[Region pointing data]
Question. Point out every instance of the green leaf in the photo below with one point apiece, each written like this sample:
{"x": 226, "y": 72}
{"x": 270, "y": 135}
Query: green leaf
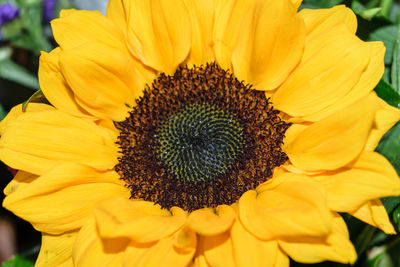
{"x": 387, "y": 93}
{"x": 395, "y": 72}
{"x": 3, "y": 112}
{"x": 396, "y": 218}
{"x": 17, "y": 261}
{"x": 382, "y": 260}
{"x": 390, "y": 203}
{"x": 37, "y": 97}
{"x": 13, "y": 72}
{"x": 364, "y": 12}
{"x": 389, "y": 146}
{"x": 388, "y": 35}
{"x": 320, "y": 3}
{"x": 5, "y": 53}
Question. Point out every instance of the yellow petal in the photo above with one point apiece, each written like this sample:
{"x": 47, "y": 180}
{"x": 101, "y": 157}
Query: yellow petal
{"x": 90, "y": 250}
{"x": 202, "y": 13}
{"x": 217, "y": 250}
{"x": 319, "y": 81}
{"x": 116, "y": 12}
{"x": 16, "y": 111}
{"x": 37, "y": 141}
{"x": 20, "y": 180}
{"x": 385, "y": 118}
{"x": 267, "y": 49}
{"x": 58, "y": 201}
{"x": 282, "y": 260}
{"x": 367, "y": 82}
{"x": 56, "y": 250}
{"x": 297, "y": 3}
{"x": 208, "y": 221}
{"x": 334, "y": 141}
{"x": 318, "y": 21}
{"x": 104, "y": 79}
{"x": 374, "y": 213}
{"x": 54, "y": 86}
{"x": 141, "y": 221}
{"x": 372, "y": 176}
{"x": 229, "y": 18}
{"x": 288, "y": 205}
{"x": 251, "y": 251}
{"x": 162, "y": 253}
{"x": 159, "y": 33}
{"x": 336, "y": 247}
{"x": 69, "y": 32}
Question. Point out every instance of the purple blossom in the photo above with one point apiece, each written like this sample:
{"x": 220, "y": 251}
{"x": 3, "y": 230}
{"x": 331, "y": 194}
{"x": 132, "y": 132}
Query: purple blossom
{"x": 48, "y": 9}
{"x": 8, "y": 12}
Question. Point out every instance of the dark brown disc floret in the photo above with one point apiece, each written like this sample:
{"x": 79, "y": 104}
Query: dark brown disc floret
{"x": 199, "y": 138}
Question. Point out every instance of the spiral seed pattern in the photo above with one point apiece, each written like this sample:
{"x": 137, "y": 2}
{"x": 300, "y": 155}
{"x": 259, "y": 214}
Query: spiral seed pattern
{"x": 199, "y": 138}
{"x": 200, "y": 142}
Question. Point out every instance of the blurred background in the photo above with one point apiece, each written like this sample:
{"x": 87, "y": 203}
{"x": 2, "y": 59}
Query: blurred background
{"x": 25, "y": 31}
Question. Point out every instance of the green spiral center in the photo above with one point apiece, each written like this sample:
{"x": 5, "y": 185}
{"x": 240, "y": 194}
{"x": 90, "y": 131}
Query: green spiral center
{"x": 200, "y": 142}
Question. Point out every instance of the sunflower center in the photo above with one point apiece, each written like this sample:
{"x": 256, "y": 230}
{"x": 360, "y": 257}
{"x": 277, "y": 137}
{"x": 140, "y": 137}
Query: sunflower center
{"x": 200, "y": 142}
{"x": 199, "y": 138}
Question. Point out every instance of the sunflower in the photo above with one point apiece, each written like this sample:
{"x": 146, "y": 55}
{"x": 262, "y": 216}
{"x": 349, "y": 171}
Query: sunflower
{"x": 202, "y": 133}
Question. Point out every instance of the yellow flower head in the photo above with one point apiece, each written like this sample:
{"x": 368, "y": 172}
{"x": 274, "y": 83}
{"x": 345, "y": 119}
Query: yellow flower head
{"x": 201, "y": 133}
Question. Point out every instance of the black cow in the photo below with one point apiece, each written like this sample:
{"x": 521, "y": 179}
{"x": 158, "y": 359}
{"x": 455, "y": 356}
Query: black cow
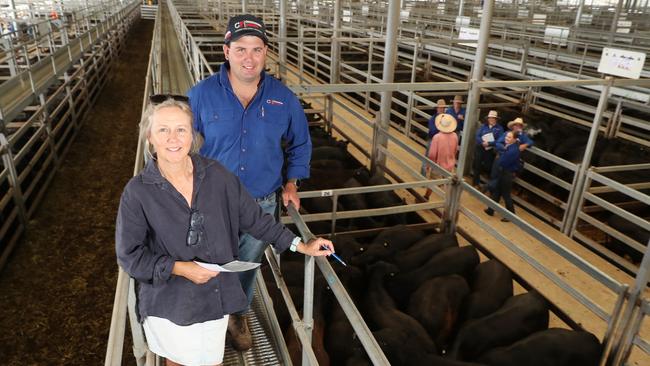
{"x": 519, "y": 317}
{"x": 449, "y": 261}
{"x": 435, "y": 304}
{"x": 551, "y": 347}
{"x": 423, "y": 250}
{"x": 491, "y": 286}
{"x": 389, "y": 242}
{"x": 382, "y": 312}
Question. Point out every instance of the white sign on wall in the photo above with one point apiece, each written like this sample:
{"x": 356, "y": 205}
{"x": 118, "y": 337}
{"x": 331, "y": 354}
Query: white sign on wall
{"x": 623, "y": 63}
{"x": 470, "y": 34}
{"x": 623, "y": 26}
{"x": 539, "y": 19}
{"x": 586, "y": 18}
{"x": 556, "y": 35}
{"x": 462, "y": 21}
{"x": 347, "y": 16}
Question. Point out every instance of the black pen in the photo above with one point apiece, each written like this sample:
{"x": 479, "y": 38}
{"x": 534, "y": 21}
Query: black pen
{"x": 334, "y": 255}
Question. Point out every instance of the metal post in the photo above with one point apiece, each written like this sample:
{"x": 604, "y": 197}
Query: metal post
{"x": 308, "y": 304}
{"x": 336, "y": 47}
{"x": 14, "y": 181}
{"x": 452, "y": 202}
{"x": 614, "y": 27}
{"x": 409, "y": 108}
{"x": 573, "y": 205}
{"x": 390, "y": 59}
{"x": 283, "y": 35}
{"x": 621, "y": 349}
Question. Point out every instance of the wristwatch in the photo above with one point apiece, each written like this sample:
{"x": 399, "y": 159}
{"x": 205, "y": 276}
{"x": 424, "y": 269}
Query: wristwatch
{"x": 294, "y": 244}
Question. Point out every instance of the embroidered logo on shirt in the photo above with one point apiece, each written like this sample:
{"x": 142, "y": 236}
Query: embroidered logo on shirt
{"x": 274, "y": 102}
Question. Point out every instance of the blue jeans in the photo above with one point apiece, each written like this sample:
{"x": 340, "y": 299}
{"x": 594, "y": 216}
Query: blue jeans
{"x": 252, "y": 250}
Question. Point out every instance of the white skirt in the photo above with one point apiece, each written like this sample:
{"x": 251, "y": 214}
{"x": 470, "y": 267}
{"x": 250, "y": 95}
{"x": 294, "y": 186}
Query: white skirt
{"x": 196, "y": 344}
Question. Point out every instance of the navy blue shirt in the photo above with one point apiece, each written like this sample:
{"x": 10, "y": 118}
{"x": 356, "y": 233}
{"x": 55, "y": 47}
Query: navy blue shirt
{"x": 523, "y": 139}
{"x": 150, "y": 235}
{"x": 485, "y": 128}
{"x": 509, "y": 158}
{"x": 248, "y": 141}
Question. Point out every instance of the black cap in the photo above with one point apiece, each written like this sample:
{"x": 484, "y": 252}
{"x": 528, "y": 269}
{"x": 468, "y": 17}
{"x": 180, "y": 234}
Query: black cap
{"x": 245, "y": 25}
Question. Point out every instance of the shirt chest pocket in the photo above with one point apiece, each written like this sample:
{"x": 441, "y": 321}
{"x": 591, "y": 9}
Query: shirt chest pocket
{"x": 218, "y": 116}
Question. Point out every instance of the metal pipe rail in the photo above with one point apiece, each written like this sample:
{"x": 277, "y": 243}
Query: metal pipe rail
{"x": 362, "y": 331}
{"x": 32, "y": 149}
{"x": 24, "y": 88}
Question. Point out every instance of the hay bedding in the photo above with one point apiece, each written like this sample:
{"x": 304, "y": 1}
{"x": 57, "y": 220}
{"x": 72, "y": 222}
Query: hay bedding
{"x": 57, "y": 290}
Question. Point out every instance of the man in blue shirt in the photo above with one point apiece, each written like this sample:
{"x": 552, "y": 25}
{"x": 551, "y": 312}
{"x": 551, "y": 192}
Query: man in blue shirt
{"x": 486, "y": 137}
{"x": 458, "y": 112}
{"x": 245, "y": 116}
{"x": 517, "y": 125}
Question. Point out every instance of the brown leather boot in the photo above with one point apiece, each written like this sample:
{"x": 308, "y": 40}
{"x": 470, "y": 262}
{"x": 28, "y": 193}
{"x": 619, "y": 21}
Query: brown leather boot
{"x": 240, "y": 336}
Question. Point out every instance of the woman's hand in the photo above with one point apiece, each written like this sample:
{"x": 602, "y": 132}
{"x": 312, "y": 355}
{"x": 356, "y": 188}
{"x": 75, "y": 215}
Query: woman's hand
{"x": 316, "y": 247}
{"x": 193, "y": 272}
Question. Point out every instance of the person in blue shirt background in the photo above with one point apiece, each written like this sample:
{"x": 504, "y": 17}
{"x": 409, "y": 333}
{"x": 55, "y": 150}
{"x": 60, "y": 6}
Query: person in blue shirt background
{"x": 486, "y": 137}
{"x": 245, "y": 115}
{"x": 458, "y": 112}
{"x": 517, "y": 125}
{"x": 508, "y": 164}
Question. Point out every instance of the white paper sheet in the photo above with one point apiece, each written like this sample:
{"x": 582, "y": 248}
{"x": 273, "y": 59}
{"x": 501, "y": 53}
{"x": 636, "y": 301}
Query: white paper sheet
{"x": 234, "y": 266}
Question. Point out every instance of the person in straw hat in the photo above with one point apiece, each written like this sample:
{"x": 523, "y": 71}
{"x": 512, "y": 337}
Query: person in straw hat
{"x": 517, "y": 125}
{"x": 440, "y": 109}
{"x": 444, "y": 146}
{"x": 458, "y": 112}
{"x": 486, "y": 137}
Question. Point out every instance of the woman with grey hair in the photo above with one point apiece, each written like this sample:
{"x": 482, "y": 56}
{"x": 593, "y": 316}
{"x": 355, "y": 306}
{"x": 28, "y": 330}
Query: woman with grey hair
{"x": 182, "y": 209}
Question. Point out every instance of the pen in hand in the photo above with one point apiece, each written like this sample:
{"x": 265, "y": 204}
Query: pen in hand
{"x": 334, "y": 255}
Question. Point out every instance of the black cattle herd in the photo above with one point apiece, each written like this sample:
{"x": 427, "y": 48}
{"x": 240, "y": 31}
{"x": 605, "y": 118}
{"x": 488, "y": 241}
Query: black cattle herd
{"x": 427, "y": 299}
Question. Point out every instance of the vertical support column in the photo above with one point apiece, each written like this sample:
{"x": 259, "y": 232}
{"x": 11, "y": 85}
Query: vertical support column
{"x": 409, "y": 108}
{"x": 390, "y": 59}
{"x": 283, "y": 35}
{"x": 8, "y": 162}
{"x": 617, "y": 15}
{"x": 574, "y": 203}
{"x": 336, "y": 47}
{"x": 452, "y": 201}
{"x": 308, "y": 303}
{"x": 621, "y": 349}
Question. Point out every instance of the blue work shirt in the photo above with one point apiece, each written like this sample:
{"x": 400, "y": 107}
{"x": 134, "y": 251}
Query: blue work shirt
{"x": 523, "y": 139}
{"x": 509, "y": 158}
{"x": 496, "y": 130}
{"x": 432, "y": 125}
{"x": 460, "y": 122}
{"x": 248, "y": 141}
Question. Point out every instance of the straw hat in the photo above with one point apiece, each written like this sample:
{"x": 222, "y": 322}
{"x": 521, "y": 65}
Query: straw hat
{"x": 493, "y": 114}
{"x": 516, "y": 121}
{"x": 445, "y": 123}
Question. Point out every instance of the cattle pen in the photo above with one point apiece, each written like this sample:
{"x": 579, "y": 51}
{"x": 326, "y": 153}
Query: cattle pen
{"x": 369, "y": 74}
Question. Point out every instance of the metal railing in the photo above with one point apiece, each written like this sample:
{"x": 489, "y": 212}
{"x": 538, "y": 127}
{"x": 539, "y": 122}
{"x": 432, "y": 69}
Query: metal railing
{"x": 38, "y": 126}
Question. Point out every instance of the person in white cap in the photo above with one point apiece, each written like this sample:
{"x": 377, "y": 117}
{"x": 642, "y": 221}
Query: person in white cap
{"x": 486, "y": 137}
{"x": 444, "y": 146}
{"x": 458, "y": 112}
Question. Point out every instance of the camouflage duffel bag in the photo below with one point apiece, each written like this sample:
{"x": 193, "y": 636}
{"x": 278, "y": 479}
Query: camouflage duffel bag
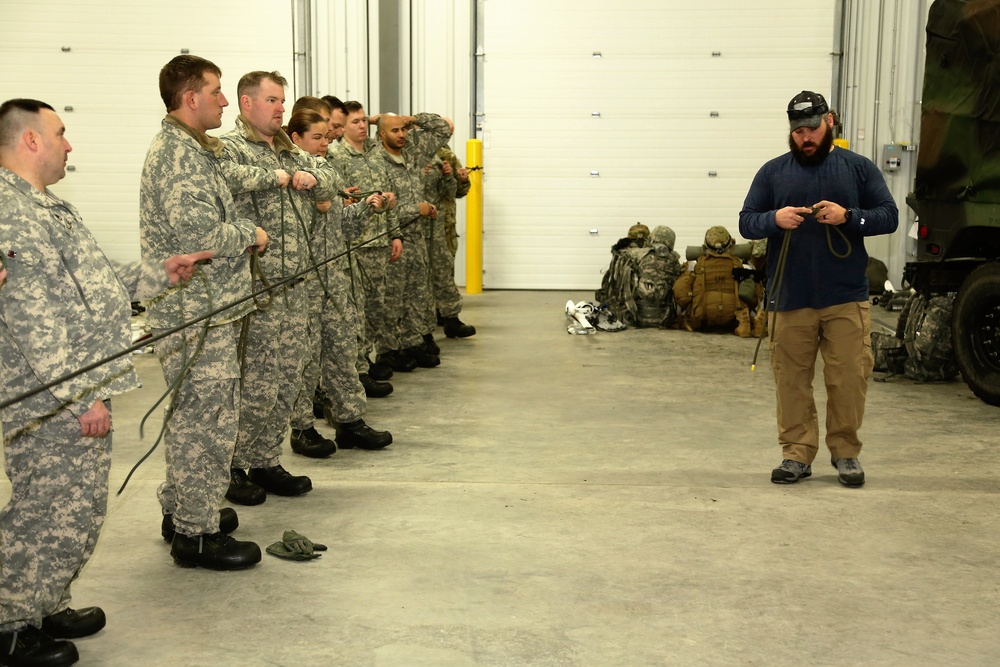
{"x": 889, "y": 352}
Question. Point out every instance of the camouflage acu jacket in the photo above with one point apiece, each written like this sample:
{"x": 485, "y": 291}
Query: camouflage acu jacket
{"x": 62, "y": 307}
{"x": 284, "y": 213}
{"x": 366, "y": 170}
{"x": 405, "y": 171}
{"x": 448, "y": 208}
{"x": 185, "y": 206}
{"x": 329, "y": 235}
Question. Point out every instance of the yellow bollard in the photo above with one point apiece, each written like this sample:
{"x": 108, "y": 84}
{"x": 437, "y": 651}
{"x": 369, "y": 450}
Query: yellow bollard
{"x": 474, "y": 219}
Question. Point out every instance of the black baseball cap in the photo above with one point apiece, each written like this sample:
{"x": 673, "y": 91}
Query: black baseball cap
{"x": 807, "y": 109}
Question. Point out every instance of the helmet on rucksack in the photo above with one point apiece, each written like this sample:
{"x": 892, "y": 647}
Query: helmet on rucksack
{"x": 718, "y": 240}
{"x": 663, "y": 235}
{"x": 638, "y": 231}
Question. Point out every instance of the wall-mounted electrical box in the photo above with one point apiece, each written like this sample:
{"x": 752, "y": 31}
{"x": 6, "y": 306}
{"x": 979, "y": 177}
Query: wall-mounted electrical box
{"x": 892, "y": 157}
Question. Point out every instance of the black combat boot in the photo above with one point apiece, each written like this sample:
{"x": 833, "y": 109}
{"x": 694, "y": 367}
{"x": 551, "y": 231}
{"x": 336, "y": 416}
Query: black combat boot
{"x": 430, "y": 345}
{"x": 73, "y": 623}
{"x": 279, "y": 481}
{"x": 309, "y": 442}
{"x": 423, "y": 358}
{"x": 228, "y": 522}
{"x": 374, "y": 388}
{"x": 29, "y": 646}
{"x": 242, "y": 491}
{"x": 398, "y": 362}
{"x": 456, "y": 328}
{"x": 380, "y": 370}
{"x": 217, "y": 551}
{"x": 361, "y": 435}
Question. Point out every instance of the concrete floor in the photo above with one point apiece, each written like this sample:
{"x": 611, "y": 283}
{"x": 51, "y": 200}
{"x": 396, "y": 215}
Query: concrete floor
{"x": 581, "y": 500}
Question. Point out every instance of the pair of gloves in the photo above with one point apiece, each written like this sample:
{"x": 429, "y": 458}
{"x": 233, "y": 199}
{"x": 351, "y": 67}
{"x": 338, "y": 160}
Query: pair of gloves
{"x": 295, "y": 547}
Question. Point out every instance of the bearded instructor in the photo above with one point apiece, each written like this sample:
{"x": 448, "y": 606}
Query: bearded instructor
{"x": 825, "y": 200}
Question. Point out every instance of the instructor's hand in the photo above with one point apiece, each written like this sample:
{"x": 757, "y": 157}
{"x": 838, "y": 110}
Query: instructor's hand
{"x": 791, "y": 217}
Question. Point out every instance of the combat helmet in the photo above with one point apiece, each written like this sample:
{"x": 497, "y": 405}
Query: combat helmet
{"x": 718, "y": 240}
{"x": 663, "y": 235}
{"x": 638, "y": 231}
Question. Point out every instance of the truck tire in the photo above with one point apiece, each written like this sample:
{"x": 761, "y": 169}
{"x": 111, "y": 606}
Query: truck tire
{"x": 976, "y": 332}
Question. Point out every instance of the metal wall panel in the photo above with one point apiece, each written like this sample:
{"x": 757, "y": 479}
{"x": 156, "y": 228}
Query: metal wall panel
{"x": 599, "y": 115}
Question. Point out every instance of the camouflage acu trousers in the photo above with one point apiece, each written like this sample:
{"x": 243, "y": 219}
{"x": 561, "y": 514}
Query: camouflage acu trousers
{"x": 50, "y": 526}
{"x": 366, "y": 348}
{"x": 441, "y": 267}
{"x": 202, "y": 422}
{"x": 339, "y": 326}
{"x": 302, "y": 415}
{"x": 272, "y": 371}
{"x": 373, "y": 268}
{"x": 408, "y": 295}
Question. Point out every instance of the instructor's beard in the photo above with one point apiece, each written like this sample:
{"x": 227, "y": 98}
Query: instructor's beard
{"x": 821, "y": 153}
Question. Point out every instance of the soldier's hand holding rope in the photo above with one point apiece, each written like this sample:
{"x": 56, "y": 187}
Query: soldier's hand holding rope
{"x": 180, "y": 268}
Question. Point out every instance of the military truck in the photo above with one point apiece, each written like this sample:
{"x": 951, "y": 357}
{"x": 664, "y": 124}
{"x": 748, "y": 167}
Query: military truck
{"x": 956, "y": 193}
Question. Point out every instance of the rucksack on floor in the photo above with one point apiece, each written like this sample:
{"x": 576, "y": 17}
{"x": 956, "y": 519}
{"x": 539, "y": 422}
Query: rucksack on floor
{"x": 638, "y": 285}
{"x": 711, "y": 290}
{"x": 927, "y": 337}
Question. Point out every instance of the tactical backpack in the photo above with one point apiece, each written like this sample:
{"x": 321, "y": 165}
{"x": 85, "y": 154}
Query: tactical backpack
{"x": 927, "y": 337}
{"x": 638, "y": 285}
{"x": 711, "y": 291}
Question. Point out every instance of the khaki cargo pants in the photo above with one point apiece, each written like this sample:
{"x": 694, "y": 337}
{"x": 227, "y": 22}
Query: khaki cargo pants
{"x": 842, "y": 334}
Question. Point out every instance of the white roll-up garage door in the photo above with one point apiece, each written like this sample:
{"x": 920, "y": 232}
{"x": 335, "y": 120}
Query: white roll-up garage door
{"x": 97, "y": 63}
{"x": 602, "y": 114}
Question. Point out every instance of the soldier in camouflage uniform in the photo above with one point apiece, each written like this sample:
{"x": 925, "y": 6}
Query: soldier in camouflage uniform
{"x": 185, "y": 204}
{"x": 359, "y": 162}
{"x": 333, "y": 319}
{"x": 409, "y": 143}
{"x": 62, "y": 308}
{"x": 277, "y": 331}
{"x": 445, "y": 180}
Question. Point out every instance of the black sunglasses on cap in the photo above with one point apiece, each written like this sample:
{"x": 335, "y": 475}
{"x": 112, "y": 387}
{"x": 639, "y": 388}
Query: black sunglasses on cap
{"x": 808, "y": 112}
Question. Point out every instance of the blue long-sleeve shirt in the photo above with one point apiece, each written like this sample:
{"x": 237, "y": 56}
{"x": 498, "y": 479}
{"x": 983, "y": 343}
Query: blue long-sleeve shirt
{"x": 814, "y": 277}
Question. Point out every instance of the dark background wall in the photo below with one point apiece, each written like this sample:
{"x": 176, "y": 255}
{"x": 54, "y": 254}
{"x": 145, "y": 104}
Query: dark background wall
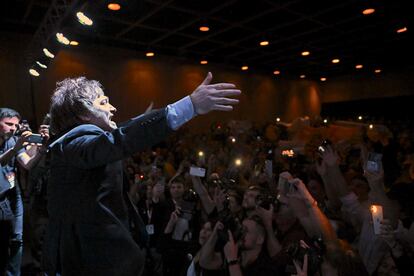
{"x": 133, "y": 81}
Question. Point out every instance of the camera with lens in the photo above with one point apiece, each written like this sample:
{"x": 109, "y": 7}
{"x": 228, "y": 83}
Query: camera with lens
{"x": 231, "y": 223}
{"x": 315, "y": 253}
{"x": 24, "y": 126}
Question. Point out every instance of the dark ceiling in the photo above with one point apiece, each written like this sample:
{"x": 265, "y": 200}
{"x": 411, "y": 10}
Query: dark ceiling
{"x": 328, "y": 29}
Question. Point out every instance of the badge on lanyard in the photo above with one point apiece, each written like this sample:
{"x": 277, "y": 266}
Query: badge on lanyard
{"x": 11, "y": 177}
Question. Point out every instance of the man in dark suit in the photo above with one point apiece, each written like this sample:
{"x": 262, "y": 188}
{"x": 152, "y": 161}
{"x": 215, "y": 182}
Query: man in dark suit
{"x": 88, "y": 232}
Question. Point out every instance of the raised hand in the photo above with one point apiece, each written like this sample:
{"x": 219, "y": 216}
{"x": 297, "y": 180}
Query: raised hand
{"x": 230, "y": 249}
{"x": 22, "y": 140}
{"x": 329, "y": 156}
{"x": 208, "y": 97}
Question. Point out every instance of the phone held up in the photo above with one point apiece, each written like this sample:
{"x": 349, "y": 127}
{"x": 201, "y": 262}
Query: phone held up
{"x": 35, "y": 139}
{"x": 377, "y": 217}
{"x": 197, "y": 171}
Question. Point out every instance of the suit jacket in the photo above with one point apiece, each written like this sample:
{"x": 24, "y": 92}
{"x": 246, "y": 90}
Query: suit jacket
{"x": 88, "y": 232}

What you are asked to do
Work out how many lines in the entries contain "below" and give that number alone.

Answer section
4